__Data listing__:
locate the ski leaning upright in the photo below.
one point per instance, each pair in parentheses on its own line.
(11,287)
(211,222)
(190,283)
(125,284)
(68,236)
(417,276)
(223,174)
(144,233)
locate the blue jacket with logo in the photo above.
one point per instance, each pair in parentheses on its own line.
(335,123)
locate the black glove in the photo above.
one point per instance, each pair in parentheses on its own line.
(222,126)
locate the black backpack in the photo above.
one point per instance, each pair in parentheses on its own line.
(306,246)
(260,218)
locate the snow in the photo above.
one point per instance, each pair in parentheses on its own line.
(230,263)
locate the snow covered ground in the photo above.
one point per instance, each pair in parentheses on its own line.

__Exercise details__: Rewrite all of the material above as a numbered list with one line per item, leaving out any blank lines.

__Written response__:
1. locate the ski leaning upright in the photo below.
2. one point per instance, each pair in parentheses on its own line.
3. (11,287)
4. (211,222)
5. (190,283)
6. (125,284)
7. (68,236)
8. (417,276)
9. (223,174)
10. (144,233)
11. locate the blue jacket with logo in the photo above.
12. one point per instance, each pair in parentheses on its own line.
13. (335,123)
14. locate the black glove in the photo above.
15. one point per instance, each pair in parentheses on its own line.
16. (222,126)
17. locate the black backpack in the photo above.
18. one point per instance, each pair in parentheses on its own line.
19. (306,246)
20. (260,218)
21. locate the snow in the photo above.
22. one point per instance, each pair in parentheses on its own line.
23. (230,263)
24. locate the snow covered ground in the photo above.
25. one point per instance, each pair in parentheses on its own line.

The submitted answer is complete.